══ Aangeleverde tekst
Middeleeuwse manuscripten gaan digitaal

META Nummer 2021/7

Middeleeuwse manuscripten gaan digitaal

Geschreven door July Van Malderen, Birgit Ampe
Gepubliceerd op 27.09.2021
IMPORTANT
IMPORTANT
Mmmonk-banner, ontworpen door An Desmedt. © Openbare Bibliotheek Brugge

Mmmonk, een acroniem voor Middeleeuwse Monastieke Manuscripten – Open – Netwerk – Kennis, is een ambitieus project van de Openbare Bibliotheek Brugge, de Universiteitsbibliotheek Gent, het Grootseminarie Ten Duinen in Brugge en het Bisdom Gent. Mmmonk wil de digitale beelden van bijna achthonderd middeleeuwse manuscripten van de abdijen van Ten Duinen, Ter Doest, Sint-Baafs en Sint-Pieters ontsluiten en samenbrengen in een virtuele bibliotheek via het International Image Interoperability Framework (IIIF).
════
══ Te verwerken gegevens
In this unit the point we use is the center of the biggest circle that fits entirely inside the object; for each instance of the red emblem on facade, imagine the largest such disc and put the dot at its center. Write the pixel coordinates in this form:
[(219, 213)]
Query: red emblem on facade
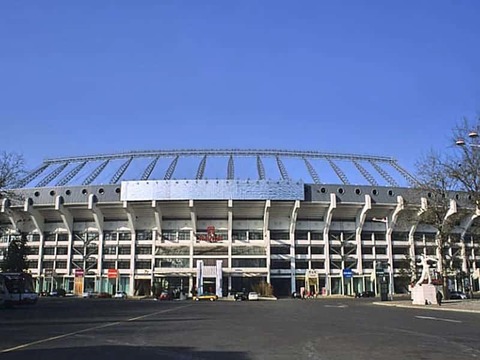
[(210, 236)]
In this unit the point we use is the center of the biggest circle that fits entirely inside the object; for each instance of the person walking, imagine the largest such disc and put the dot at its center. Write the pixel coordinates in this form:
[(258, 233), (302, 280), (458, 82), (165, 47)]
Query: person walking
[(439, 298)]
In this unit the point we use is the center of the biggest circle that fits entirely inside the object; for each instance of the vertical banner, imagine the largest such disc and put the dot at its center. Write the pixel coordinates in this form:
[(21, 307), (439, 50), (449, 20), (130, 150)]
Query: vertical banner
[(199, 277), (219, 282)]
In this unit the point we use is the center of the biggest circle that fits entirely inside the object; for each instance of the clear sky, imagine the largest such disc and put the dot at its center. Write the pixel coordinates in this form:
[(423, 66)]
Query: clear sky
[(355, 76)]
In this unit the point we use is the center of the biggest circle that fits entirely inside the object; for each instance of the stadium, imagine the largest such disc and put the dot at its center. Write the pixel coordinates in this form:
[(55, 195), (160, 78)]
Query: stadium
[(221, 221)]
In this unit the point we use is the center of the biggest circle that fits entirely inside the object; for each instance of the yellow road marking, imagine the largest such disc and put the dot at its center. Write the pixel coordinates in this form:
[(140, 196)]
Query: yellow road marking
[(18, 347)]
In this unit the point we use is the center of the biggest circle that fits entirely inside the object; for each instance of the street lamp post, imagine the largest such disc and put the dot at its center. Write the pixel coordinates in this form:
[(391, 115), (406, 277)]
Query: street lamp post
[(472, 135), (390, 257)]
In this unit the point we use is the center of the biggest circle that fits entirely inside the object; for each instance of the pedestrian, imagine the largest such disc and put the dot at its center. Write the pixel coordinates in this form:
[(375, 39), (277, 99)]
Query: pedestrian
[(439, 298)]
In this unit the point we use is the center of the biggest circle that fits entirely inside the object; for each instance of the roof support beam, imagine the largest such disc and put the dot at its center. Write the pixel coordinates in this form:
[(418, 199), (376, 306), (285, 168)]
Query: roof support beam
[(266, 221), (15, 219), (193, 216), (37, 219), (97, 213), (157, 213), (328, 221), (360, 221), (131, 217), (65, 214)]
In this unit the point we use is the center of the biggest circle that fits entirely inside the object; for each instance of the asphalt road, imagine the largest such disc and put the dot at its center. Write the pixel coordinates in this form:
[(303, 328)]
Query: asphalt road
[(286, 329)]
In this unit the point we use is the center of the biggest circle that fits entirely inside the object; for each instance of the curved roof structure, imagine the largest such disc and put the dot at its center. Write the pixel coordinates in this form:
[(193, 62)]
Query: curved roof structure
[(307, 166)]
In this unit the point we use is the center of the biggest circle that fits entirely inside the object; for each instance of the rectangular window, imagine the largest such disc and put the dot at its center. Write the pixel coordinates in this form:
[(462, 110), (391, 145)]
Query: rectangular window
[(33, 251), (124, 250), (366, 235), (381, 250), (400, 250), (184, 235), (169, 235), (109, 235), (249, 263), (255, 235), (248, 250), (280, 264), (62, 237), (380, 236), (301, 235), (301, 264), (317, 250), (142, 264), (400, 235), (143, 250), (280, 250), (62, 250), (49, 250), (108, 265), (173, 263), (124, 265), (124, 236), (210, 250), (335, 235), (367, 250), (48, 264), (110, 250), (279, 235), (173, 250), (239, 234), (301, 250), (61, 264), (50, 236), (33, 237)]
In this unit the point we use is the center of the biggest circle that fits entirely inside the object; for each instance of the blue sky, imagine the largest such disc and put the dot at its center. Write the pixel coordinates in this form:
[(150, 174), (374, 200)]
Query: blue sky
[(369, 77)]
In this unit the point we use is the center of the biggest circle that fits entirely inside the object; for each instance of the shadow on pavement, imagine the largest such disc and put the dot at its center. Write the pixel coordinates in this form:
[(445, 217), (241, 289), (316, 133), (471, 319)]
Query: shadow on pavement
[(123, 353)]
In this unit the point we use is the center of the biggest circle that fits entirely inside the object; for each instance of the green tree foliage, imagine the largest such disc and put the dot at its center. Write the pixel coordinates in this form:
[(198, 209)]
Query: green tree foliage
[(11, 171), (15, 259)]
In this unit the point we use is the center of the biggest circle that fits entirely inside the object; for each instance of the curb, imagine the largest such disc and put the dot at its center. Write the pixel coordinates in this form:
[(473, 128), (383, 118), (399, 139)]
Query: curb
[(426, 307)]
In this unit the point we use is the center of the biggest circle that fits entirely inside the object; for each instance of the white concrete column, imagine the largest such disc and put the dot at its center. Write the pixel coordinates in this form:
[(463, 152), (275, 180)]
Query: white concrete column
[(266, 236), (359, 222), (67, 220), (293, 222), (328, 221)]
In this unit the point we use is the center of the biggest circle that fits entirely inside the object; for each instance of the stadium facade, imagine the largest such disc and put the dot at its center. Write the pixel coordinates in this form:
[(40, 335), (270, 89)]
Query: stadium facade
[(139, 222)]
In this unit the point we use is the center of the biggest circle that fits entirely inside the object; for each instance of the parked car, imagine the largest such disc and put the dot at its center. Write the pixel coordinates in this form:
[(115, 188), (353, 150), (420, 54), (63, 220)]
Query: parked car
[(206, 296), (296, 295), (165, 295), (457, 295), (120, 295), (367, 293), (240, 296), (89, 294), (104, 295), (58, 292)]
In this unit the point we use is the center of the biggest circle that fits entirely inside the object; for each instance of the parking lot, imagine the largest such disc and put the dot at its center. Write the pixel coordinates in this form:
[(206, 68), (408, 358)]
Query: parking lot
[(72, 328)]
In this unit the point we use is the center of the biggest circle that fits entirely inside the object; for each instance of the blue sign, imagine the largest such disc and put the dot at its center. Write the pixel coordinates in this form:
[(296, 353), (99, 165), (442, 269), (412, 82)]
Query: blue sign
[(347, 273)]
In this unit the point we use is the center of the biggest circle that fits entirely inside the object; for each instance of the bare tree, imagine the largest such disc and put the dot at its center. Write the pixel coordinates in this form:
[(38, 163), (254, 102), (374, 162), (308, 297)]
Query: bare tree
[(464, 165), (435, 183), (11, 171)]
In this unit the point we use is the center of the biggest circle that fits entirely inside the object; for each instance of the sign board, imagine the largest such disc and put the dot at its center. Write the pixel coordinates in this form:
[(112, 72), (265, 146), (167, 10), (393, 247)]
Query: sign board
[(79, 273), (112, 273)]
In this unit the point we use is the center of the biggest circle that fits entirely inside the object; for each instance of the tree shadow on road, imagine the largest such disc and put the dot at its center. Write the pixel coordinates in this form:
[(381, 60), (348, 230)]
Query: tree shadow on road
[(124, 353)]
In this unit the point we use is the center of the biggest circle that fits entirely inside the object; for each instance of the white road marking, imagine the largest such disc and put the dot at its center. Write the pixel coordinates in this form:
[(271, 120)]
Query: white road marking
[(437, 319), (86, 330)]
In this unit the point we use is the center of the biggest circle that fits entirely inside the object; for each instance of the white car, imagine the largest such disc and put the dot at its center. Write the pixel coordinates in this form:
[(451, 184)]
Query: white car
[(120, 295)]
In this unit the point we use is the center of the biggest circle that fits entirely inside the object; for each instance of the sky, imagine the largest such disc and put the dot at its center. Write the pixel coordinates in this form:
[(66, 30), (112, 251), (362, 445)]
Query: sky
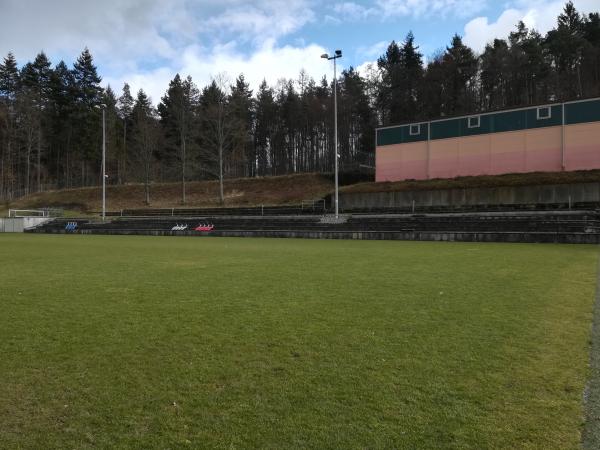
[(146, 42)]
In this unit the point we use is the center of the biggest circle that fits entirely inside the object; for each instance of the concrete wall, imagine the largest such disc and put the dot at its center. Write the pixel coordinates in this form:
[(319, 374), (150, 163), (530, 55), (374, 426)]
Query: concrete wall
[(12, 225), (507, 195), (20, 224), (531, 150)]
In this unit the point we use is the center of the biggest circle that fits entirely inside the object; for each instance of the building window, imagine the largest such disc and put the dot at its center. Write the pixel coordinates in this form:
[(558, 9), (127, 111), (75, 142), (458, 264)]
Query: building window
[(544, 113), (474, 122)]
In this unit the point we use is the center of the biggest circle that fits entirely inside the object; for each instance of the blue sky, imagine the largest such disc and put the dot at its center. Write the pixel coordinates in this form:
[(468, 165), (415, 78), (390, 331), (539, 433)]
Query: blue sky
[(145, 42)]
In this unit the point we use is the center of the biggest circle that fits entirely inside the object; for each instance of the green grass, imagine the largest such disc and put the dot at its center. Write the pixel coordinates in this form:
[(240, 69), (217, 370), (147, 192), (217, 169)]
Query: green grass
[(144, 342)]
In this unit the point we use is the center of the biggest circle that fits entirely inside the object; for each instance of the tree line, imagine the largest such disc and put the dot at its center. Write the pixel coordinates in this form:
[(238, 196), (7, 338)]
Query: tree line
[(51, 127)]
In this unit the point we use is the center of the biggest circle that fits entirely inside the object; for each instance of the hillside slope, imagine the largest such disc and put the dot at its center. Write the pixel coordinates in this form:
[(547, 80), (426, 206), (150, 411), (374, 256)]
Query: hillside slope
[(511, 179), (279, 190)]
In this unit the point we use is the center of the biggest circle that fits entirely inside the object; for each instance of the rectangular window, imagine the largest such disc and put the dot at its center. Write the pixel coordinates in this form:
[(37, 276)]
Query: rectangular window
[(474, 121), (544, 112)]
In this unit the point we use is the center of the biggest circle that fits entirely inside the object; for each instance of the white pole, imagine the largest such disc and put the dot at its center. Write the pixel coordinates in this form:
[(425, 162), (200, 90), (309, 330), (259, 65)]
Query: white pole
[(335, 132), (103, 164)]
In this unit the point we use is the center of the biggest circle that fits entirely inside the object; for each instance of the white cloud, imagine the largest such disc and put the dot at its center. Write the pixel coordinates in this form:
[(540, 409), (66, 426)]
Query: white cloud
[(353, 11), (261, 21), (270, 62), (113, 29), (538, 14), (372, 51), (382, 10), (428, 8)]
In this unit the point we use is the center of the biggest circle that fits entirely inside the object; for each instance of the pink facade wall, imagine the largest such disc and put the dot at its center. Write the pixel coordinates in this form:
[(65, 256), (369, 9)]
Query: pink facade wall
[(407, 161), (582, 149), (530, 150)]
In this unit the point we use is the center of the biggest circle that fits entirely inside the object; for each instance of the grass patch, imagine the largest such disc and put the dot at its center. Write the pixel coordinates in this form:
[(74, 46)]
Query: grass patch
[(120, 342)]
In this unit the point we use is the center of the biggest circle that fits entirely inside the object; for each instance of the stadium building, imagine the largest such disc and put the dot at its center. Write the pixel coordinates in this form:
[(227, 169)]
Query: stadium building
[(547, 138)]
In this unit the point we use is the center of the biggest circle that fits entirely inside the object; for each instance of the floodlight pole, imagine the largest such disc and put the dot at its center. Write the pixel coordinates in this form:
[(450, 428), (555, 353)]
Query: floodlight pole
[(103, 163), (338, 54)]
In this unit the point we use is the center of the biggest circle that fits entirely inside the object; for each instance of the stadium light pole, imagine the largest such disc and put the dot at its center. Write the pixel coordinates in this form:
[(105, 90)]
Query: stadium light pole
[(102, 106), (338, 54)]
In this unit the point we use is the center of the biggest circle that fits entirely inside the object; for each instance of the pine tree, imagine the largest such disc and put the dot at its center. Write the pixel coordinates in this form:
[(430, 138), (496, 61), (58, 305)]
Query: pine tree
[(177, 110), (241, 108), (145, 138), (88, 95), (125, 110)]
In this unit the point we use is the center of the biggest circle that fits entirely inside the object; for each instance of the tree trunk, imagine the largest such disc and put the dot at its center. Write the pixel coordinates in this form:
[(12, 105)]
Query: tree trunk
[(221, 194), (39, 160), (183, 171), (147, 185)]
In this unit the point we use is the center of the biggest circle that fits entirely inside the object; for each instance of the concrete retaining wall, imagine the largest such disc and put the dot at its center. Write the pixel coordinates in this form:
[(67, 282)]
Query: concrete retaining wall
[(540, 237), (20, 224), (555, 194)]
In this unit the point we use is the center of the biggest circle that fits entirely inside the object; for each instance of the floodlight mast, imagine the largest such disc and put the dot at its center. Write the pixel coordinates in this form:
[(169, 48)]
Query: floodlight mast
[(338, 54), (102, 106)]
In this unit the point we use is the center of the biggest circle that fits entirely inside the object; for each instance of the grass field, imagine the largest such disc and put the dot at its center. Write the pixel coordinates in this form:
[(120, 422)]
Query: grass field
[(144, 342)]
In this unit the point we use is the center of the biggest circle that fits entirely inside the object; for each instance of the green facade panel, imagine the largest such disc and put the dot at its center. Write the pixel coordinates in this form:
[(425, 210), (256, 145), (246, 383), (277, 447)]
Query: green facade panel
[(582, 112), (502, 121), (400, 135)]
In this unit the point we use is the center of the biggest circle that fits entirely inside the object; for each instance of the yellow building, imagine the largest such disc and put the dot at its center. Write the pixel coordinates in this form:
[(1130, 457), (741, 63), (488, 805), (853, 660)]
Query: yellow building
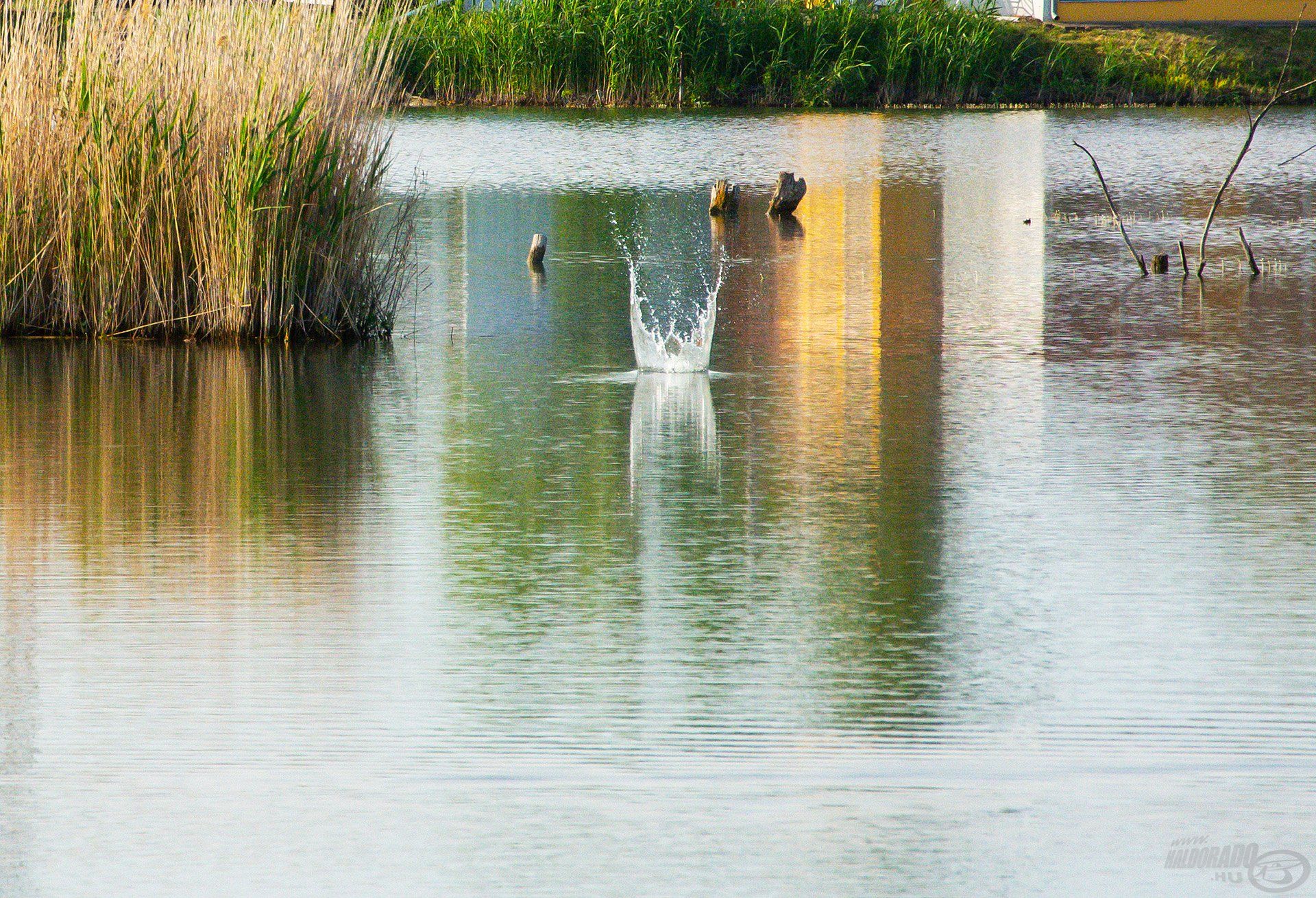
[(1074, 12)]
════
→ **Opdracht 1**
Typ het stuk uit de tekst over middeleeuwse manuscripten over, beginnend bij "Geschreven door July" en eindigend bij "Interoperability Framework (IIIF).".
→ **Opdracht 2**
Verschuif in de rijen elke pixelcoördinaat in de antwoorden door er 70 bij op te tellen, beginnend bij de regel met "of the person" en eindigend bij de regel met "[(355, 76)]". Geef alleen die regels volledig terug en laat de overige tekst in die regels ongewijzigd.

→ **Oplossing 1**
Geschreven door July Van Malderen, Birgit Ampe
Gepubliceerd op 27.09.2021
IMPORTANT
IMPORTANT
Mmmonk-banner, ontworpen door An Desmedt. © Openbare Bibliotheek Brugge

Mmmonk, een acroniem voor Middeleeuwse Monastieke Manuscripten – Open – Netwerk – Kennis, is een ambitieus project van de Openbare Bibliotheek Brugge, de Universiteitsbibliotheek Gent, het Grootseminarie Ten Duinen in Brugge en het Bisdom Gent. Mmmonk wil de digitale beelden van bijna achthonderd middeleeuwse manuscripten van de abdijen van Ten Duinen, Ter Doest, Sint-Baafs en Sint-Pieters ontsluiten en samenbrengen in een virtuele bibliotheek via het International Image Interoperability Framework (IIIF).

→ **Oplossing 2**
In this unit the point we use is the center of the biggest circle that fits entirely inside the object; for each instance of the person walking, imagine the largest such disc and put the dot at its center. Write the pixel coordinates in this form:
[(258, 233), (302, 280), (458, 82), (165, 47)]
Query: person walking
[(509, 368)]
In this unit the point we use is the center of the biggest circle that fits entirely inside the object; for each instance of the vertical banner, imagine the largest such disc and put the dot at its center. Write the pixel coordinates in this form:
[(21, 307), (439, 50), (449, 20), (130, 150)]
Query: vertical banner
[(269, 347), (289, 352)]
In this unit the point we use is the center of the biggest circle that fits entirely inside the object; for each instance of the clear sky, imagine the largest such disc and put the dot at its center. Write the pixel coordinates in this form:
[(423, 66)]
Query: clear sky
[(425, 146)]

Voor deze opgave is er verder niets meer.